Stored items
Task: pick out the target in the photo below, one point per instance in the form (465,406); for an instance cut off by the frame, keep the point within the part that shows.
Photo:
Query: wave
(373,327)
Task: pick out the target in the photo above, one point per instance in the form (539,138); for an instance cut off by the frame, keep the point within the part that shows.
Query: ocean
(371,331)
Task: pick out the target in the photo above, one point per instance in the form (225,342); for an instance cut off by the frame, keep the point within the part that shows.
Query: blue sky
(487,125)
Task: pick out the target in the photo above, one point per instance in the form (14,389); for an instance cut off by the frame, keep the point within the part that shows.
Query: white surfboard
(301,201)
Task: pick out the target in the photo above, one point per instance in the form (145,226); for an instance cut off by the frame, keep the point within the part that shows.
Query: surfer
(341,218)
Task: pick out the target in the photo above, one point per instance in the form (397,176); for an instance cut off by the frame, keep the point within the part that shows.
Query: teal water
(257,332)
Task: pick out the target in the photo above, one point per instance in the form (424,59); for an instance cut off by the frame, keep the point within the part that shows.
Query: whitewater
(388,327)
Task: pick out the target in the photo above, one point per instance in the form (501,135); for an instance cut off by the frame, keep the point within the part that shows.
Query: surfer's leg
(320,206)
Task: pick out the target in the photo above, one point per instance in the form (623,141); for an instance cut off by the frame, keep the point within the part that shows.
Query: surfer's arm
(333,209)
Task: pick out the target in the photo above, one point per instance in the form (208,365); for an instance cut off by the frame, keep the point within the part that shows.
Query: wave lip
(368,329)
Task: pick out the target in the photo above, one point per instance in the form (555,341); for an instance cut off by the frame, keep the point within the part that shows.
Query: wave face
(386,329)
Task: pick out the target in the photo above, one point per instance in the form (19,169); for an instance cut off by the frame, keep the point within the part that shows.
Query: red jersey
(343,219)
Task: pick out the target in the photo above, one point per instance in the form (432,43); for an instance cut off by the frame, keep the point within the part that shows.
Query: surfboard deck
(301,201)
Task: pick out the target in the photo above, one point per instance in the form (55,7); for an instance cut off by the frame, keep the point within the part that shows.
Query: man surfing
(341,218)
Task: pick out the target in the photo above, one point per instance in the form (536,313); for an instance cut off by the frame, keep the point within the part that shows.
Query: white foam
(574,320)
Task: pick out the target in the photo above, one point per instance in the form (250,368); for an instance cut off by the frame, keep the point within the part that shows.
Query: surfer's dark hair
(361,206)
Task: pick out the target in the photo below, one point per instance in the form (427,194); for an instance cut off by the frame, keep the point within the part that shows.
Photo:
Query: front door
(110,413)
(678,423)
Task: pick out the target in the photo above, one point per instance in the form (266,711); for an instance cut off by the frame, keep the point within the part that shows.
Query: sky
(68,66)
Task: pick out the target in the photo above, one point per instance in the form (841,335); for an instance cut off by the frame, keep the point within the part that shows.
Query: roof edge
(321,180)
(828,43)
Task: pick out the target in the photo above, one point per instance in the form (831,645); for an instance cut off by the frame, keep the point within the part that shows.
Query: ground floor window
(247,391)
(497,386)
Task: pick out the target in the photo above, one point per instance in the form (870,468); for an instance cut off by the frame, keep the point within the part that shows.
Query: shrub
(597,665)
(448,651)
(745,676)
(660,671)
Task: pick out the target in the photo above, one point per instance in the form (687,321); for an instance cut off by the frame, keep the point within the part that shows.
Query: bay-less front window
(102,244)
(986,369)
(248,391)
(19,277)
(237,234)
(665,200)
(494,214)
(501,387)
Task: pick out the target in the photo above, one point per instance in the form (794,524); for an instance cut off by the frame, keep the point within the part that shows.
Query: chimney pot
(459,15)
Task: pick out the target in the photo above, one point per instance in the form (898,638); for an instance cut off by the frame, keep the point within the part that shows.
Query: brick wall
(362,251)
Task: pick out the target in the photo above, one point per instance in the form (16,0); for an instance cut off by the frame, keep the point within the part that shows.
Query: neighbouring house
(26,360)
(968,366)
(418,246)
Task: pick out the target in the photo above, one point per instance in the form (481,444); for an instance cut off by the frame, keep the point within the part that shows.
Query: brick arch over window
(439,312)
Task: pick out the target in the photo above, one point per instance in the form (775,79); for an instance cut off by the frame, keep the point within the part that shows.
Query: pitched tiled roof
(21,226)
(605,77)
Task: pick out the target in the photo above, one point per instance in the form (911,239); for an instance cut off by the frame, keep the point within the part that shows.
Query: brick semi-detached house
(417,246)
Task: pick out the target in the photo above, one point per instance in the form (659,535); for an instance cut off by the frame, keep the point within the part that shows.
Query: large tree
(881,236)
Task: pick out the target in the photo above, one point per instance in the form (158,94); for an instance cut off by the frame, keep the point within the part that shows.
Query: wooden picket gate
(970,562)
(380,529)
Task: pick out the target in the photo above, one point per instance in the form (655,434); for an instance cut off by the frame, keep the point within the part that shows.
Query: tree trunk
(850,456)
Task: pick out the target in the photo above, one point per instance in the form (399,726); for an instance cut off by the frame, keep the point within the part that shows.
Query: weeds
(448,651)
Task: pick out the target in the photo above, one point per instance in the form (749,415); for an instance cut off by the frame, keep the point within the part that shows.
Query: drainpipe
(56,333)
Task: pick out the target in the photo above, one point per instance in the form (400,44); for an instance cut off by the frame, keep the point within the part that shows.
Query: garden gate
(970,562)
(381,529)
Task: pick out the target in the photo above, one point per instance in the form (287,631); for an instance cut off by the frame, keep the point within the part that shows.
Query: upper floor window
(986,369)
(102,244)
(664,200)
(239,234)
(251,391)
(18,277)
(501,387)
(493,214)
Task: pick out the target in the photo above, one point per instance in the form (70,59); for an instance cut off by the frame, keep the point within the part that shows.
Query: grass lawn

REQUEST: Write the data out again in full and exactly.

SOLUTION FOR THIS EXERCISE:
Task: pick out the target in the photo below, one point per instance in the form (465,406); for an instance cut off by the frame, keep the point within the part that shows.
Photo:
Query: wave
(373,327)
Task: pick out the target in the photo above, one point per instance in the form (539,138); for an instance cut off by the frame, keep the point within the part that shows.
Query: ocean
(371,331)
Task: pick out the target in the photo above, one point per instance in the form (225,342); for an instance cut off by the frame, keep the point within the part that shows.
Query: blue sky
(487,125)
Task: pick out the target in the photo above, one point per instance in the form (14,389); for an instance cut off by the frame, keep the point within the part that shows.
Query: white surfboard
(301,201)
Task: pick out the target in the photo above, one point per instance in the form (145,226); for an instance cut off by the frame, keep the point within the part that shows.
Query: surfer
(341,218)
Task: pick out the target in the photo above, one point per instance in the form (397,176); for an instance cut off by the frame, keep the point within the part that shows.
Query: teal water
(257,332)
Task: pick out the target in the photo above, one point per instance in the form (424,59); for an instance cut off by the frame, keep the point within the part that shows.
Query: whitewater
(388,327)
Task: pick out the target in the photo above, one point per instance in the form (501,135); for an instance cut off by the frame, keep the point within the part that shows.
Query: surfer's leg
(320,206)
Task: pick out the target in the photo above, one point per instance in the form (623,141); for an instance cut off by the frame, keep the point within the part that shows.
Query: surfer's arm
(333,209)
Task: pick out the target in the photo above, one point per instance in the form (208,365); for an instance cut off by the frame, keep the point within the part that shows.
Query: wave lip
(368,329)
Task: pick out the target in the photo above, one point per instance in the form (555,341); for an instance cut off by the frame, keep the point within the part that shows.
Query: wave face
(386,329)
Task: pick out the target in the photo above, one point per instance in the form (19,169); for an instance cut off by the frame, keep the point within the part that shows.
Query: red jersey
(343,219)
Task: pick out the target in the photo above, one point per instance in the form (432,43); for an instance cut off by the frame, keep the point within the part that shows.
Query: surfboard deck
(301,201)
Task: pick out the target in the photo above, one point per instance in the form (55,7); for an instance cut off by the frame, keep the point within the part that shows.
Query: man surfing
(341,218)
Task: pick out the target in the photo above, one point per instance in the form (536,313); for an instance cut off by the frame, keep the point within the part that shows.
Query: white foam
(574,320)
Task: pick out the target in the photo above, one point per instance in the form (250,368); for an instance cut off by the frame, keep the point within the part that shows.
Query: surfer's dark hair
(361,206)
Task: pick out the target in the photo below, one point per instance in the form (427,194); for an instance cut off by the frame, keep the point within the part that shows.
Photo:
Query: front door
(110,413)
(678,423)
Task: pick out the target in the photo above, one point per instance in the form (266,711); for an instance cut off by the frame, keep the point within the part that shows.
Query: sky
(68,66)
Task: pick out the target in the photo above, one point per instance in the form (841,335); for an instance cut off by the frame, keep the point within the part that shows.
Query: roof edge
(321,180)
(828,43)
Task: pick out the target in the photo above, one point per instance in the form (831,645); for an instance cut off by the frame, keep the point within the part that shows.
Query: ground floor window
(247,391)
(497,386)
Task: pick out the target in the photo above, one point per instance in the form (870,468); for an instance cut off by the frame, keep the point within the part that shows.
Query: shrub
(597,665)
(448,651)
(745,676)
(660,671)
Task: pick out the target in the photo above, one point per instance in the form (687,321); for an instance cut off by the frame, keep the point within the part that shows.
Query: bay-less front window
(102,244)
(986,369)
(248,391)
(19,277)
(237,234)
(665,200)
(494,214)
(501,387)
Task: pick out the target in the photo above, one point per instance in the form (794,524); for an instance cut off by the frame, keep the point within the part that shows.
Query: chimney pot
(459,15)
Task: pick out the target in the photo above, one point per instance in the form (898,638); for an instance cut off by the frame, keep the point within the part that shows.
Query: brick wall
(362,251)
Task: pick out the target in the photo above, one point per instance in the form (16,0); for an instance cut off by the frame, keep the point within the part that shows.
Query: neighbouring house
(26,360)
(968,366)
(418,246)
Task: pick out the target in the photo above, one point per instance in the form (481,444); for an instance cut off by the frame, keep the point within the part that shows.
Query: brick arch over window
(439,312)
Task: pick out the target in the photo above, one point per instance in the form (775,79); for an instance cut off by the frame, keep the point within the part that shows.
Query: pitched tiled roof
(21,226)
(605,77)
Task: pick out the target in the photo above, one point per instance in the form (911,239); for an instance cut off by the frame, keep the point within the part that shows.
Query: brick semi-detached house
(417,246)
Task: pick out the target in the photo above, one point per instance in the form (659,535); for an instance cut off by the frame, keep the point within the part that shows.
Query: large tree
(881,236)
Task: pick out the target in the photo above, one point per instance in the form (158,94); for an instance cut off by the frame, keep the point within the part that shows.
Query: wooden picket gate
(970,562)
(380,529)
Task: pick out the target in the photo above, one point per instance in the form (655,434); for an instance cut off by the frame, keep the point within the part that shows.
Query: tree trunk
(850,456)
Task: pick out the target in the photo above, one point per instance in the form (399,726); for an instance cut off by the frame, keep the point within the part that shows.
Query: weeds
(448,651)
Task: pick out the target in the photo above, one point per instance in the form (749,415); for an instance cut off by the frame, keep the point within the part that shows.
Query: drainpipe
(56,333)
Task: pick out the target in the photo above, one point per instance in the form (400,44); for an instance cut off by the frame, keep the point within the part that shows.
Query: garden gate
(970,562)
(381,529)
Task: pick out the target in the photo above, one point per instance in the form (287,631); for an instance cut off by the frame, keep the point within the part that shows.
Query: upper floor window
(986,369)
(102,244)
(664,200)
(239,234)
(251,391)
(18,277)
(501,387)
(493,214)
Task: pick out the target in the photo above, one point per instance in the form (70,59); for an instance cut off by the frame, keep the point within the part that shows.
Query: grass lawn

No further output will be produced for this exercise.